Alıştırma görevi A:
Aşağıdaki okuma parçasından bir bölümü harfi harfine yazın. Yazmaya "Ama ne hikmetse" sözlerinin geçtiği yerden başlayın ve "misafir ediyoruz diye.." sözlerinden sonra bırakın.

Okuma parçası:

# # # # #

|
|
|
|
|
|
Yazın bi kap su- kışın bi kap yemek konusunda sokak hayvanlarında uzlaşıyoruz, çok şükür. “Çok şükür”, çünkü sokak hayvanları nadir uzlaşı alanlarımızdan bi tanesi.
Ama ne hikmetse iş insana geldi mi “bi önce bakalım” di mi.. “İn mi cin mi, Arap mı, Kürt mü, Ezidi mi, Süryani mi? Türk’se- Türkmen’se belki belki.. Yoksa bize ne, bırakalım ne hali varsa görsün, ölsün hatta .. Hem nedir canım, bu A-ka-pe hükümetinin Sünni Müslüman kayırıcılığı ? Ülkede onca aç açık varken, elin Suriye’lisini getirip burnumuzun dibine yerleştirdiği yetmez gibi yedirdi, içirdi, baktı besledi. Üstelik hepsi terörist, üstelik hükümet (yarın bir gün muhtemel bir iç savaşta kendi safında yer almaları şartıyla) hepsini eğitiyor- silahlandırıyor, üstelik oy da kullandırtıyormuş kendi lehine !! Yazıklar olsun!!”Ve daha bir sürü abartı, uydurma, demogoji..
Hepsi ne için ? Suriye’de son birkaç yılda yüzbinlerce insanın can verdiği bir iç savaştan kaçanları örfümüz, inancımız, komşuluk hukukumuz gereği misafir ediyoruz diye..
Elbetteki bölgedeki olağanüstü durumun etkisiyle özellikle Suriye sınırlarımız (bizim dışımızdaki sebeplerden ötürü) delik deşik inkâra gerek yok. Ve tabiki çeşitli silahlı grup mensuplarının, silah tüccarlarının ve hatta yabancı ajanların cirit attığı bir coğrafyadan bahsettiğimizin de farkındayız.
Bu gibi güvenlik riskleri yok demiyoruz ve Türk hükümetinin bu gibi riskleri en aza indirgemek için sınırda bir süzgeçten geçirme işlemini azami yapma gayretine rağmen içeri sızabilecek her türlü unsurun da..
Evet milyonlarca ihtimal var.. Evet, coğrafya ve şartlar gereği süreç risklere açık. Ama Allah aşkına “bırakalım ölsünler” diyebilir miyiz? Bunu sokak hayvanları için bile diyebilir miyiz ?

# # # # #

Alıştırma görevi B:
Aşağıdaki kayıtlarda "bench" dizesini içeren her satırı aynen aktararak gösterin. Büyük ve küçük harf ayrımı dikkate alınmalıdır.

# # # # #

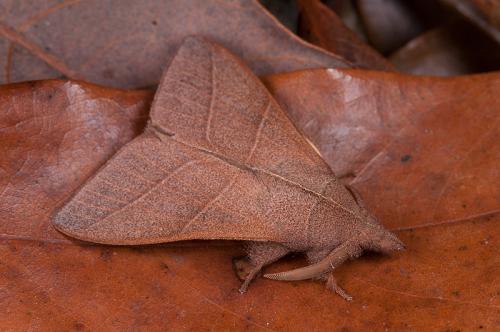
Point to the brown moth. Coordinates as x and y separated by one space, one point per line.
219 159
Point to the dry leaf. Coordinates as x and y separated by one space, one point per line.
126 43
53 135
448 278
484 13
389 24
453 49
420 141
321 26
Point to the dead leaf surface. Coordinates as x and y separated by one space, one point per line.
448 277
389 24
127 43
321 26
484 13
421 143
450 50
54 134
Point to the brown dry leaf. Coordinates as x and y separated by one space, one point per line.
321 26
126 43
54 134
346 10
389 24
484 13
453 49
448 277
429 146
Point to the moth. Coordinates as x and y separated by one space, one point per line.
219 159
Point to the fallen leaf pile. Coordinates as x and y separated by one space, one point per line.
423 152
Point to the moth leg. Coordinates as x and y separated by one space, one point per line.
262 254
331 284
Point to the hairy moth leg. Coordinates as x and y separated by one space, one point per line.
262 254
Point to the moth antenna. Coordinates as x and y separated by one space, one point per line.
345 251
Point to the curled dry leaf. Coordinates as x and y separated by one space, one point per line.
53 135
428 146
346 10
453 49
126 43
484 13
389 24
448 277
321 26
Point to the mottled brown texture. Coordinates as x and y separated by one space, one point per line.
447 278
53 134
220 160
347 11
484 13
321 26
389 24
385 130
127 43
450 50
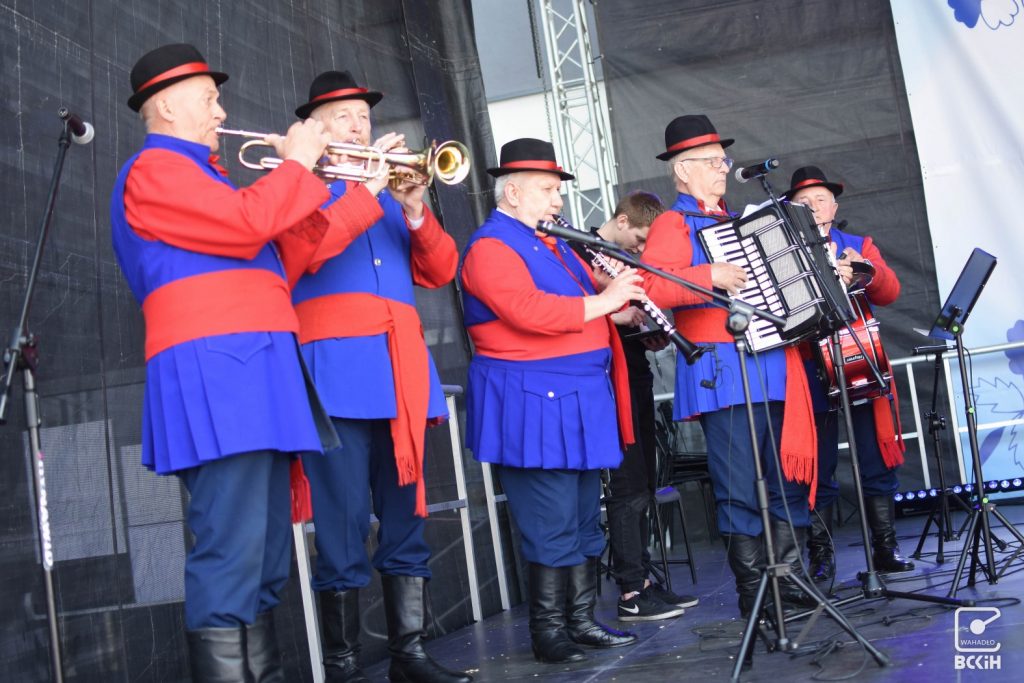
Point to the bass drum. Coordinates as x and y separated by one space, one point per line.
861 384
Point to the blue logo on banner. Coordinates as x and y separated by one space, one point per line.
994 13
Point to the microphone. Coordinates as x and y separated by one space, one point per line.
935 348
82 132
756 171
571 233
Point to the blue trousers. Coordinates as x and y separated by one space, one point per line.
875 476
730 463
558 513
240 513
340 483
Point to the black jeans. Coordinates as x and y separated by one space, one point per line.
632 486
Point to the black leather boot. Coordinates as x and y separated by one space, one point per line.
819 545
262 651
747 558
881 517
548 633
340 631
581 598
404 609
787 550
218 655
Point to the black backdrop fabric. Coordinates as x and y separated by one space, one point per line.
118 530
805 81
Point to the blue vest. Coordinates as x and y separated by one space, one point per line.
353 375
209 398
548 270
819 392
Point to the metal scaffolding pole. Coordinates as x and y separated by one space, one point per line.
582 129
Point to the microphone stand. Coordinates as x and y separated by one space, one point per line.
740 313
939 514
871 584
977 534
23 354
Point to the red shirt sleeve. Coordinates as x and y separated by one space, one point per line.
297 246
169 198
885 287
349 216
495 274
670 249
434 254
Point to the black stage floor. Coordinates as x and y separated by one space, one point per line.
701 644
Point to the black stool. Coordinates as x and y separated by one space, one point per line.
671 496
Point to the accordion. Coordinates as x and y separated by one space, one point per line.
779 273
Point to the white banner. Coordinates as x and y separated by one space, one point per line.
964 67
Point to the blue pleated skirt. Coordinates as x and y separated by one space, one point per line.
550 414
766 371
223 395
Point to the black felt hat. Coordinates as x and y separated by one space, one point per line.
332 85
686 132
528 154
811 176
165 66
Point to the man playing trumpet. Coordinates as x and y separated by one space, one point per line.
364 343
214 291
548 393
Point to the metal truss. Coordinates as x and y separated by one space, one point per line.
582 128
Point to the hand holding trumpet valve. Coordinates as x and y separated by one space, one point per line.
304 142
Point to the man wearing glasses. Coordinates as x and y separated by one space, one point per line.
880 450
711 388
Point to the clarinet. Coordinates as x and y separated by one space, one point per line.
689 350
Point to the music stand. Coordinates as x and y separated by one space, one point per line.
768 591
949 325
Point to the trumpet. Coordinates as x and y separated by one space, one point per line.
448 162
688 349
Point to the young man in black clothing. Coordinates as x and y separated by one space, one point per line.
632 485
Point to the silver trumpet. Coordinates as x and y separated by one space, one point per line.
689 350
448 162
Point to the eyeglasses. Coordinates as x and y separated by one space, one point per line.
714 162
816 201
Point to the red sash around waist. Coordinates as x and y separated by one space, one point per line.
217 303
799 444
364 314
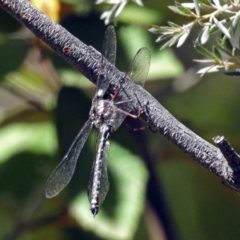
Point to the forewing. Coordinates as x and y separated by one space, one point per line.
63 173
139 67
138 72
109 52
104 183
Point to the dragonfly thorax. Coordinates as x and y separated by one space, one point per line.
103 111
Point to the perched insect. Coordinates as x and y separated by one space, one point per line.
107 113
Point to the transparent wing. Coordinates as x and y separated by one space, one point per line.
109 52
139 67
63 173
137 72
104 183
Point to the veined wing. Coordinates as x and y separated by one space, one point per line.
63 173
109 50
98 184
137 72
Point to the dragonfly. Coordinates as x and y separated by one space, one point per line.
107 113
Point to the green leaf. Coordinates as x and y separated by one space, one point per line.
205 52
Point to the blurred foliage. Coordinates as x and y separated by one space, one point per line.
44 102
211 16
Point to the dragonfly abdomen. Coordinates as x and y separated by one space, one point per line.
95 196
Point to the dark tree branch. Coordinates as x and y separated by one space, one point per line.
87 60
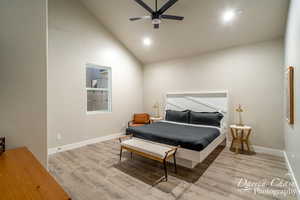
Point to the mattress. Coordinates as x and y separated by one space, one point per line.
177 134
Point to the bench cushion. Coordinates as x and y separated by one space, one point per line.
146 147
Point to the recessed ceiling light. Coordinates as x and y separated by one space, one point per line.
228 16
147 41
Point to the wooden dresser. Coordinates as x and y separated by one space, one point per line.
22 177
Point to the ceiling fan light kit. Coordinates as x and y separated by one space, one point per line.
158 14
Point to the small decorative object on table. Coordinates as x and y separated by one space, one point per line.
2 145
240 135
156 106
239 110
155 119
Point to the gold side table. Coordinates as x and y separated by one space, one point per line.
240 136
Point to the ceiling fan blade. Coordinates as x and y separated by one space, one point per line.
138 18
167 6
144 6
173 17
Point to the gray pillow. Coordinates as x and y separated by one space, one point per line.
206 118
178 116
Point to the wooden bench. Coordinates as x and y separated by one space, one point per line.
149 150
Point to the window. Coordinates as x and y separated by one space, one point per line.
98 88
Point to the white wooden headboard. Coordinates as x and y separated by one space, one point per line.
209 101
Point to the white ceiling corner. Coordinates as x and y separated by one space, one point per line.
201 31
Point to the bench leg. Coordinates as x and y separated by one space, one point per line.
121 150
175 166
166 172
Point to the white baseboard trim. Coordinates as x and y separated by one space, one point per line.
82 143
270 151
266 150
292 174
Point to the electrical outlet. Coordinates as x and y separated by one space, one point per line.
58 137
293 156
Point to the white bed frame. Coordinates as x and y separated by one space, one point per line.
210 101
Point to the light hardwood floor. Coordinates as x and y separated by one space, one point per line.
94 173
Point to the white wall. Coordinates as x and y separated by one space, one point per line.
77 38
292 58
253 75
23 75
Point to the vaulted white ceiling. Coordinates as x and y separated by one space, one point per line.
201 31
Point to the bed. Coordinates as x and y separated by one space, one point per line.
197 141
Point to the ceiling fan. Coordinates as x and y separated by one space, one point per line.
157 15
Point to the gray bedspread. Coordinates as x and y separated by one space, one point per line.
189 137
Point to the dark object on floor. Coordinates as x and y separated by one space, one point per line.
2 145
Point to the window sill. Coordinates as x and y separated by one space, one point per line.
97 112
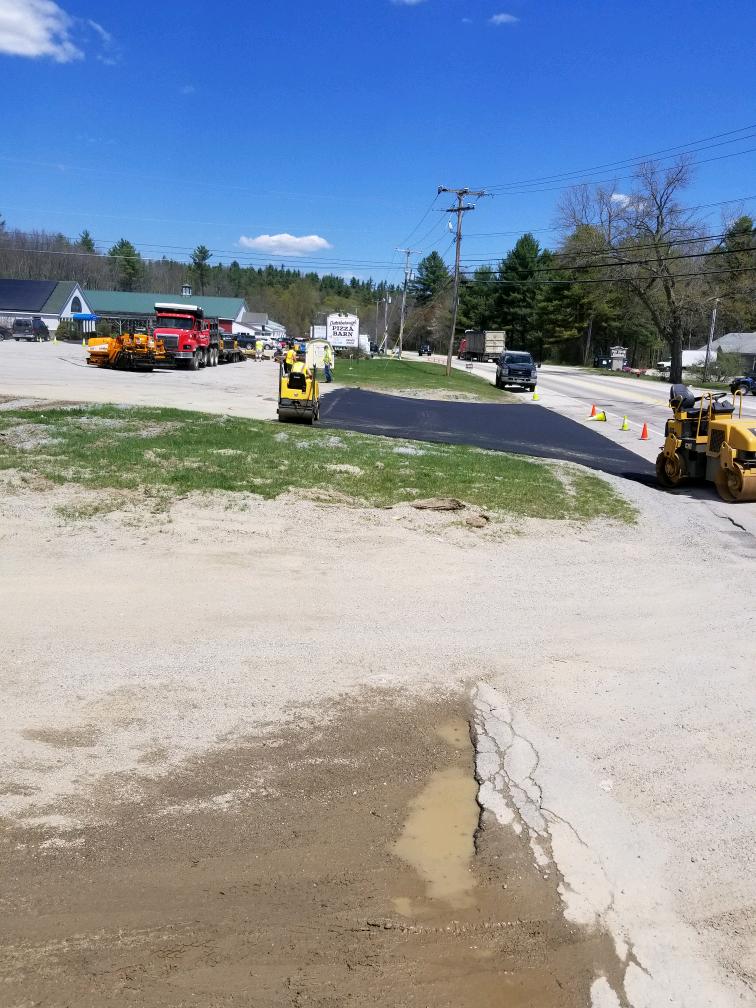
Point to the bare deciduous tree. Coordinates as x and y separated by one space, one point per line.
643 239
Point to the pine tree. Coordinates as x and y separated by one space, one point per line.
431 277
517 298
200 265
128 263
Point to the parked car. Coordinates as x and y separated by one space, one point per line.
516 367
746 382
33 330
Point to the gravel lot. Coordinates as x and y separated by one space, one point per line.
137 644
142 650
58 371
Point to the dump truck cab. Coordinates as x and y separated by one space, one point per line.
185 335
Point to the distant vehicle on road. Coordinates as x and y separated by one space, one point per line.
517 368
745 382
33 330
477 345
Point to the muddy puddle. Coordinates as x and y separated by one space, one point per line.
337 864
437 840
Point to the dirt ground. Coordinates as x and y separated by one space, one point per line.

# # # # #

Eksiksiz cevap A:
Ama ne hikmetse iş insana geldi mi “bi önce bakalım” di mi.. “İn mi cin mi, Arap mı, Kürt mü, Ezidi mi, Süryani mi? Türk’se- Türkmen’se belki belki.. Yoksa bize ne, bırakalım ne hali varsa görsün, ölsün hatta .. Hem nedir canım, bu A-ka-pe hükümetinin Sünni Müslüman kayırıcılığı ? Ülkede onca aç açık varken, elin Suriye’lisini getirip burnumuzun dibine yerleştirdiği yetmez gibi yedirdi, içirdi, baktı besledi. Üstelik hepsi terörist, üstelik hükümet (yarın bir gün muhtemel bir iç savaşta kendi safında yer almaları şartıyla) hepsini eğitiyor- silahlandırıyor, üstelik oy da kullandırtıyormuş kendi lehine !! Yazıklar olsun!!”Ve daha bir sürü abartı, uydurma, demogoji..
Hepsi ne için ? Suriye’de son birkaç yılda yüzbinlerce insanın can verdiği bir iç savaştan kaçanları örfümüz, inancımız, komşuluk hukukumuz gereği misafir ediyoruz diye..

Eksiksiz cevap B:
Point to the bench cushion. Coordinates as x and y separated by one space, one point per line.
Point to the wooden bench. Coordinates as x and y separated by one space, one point per line.
Point to the bench leg. Coordinates as x and y separated by one space, one point per line.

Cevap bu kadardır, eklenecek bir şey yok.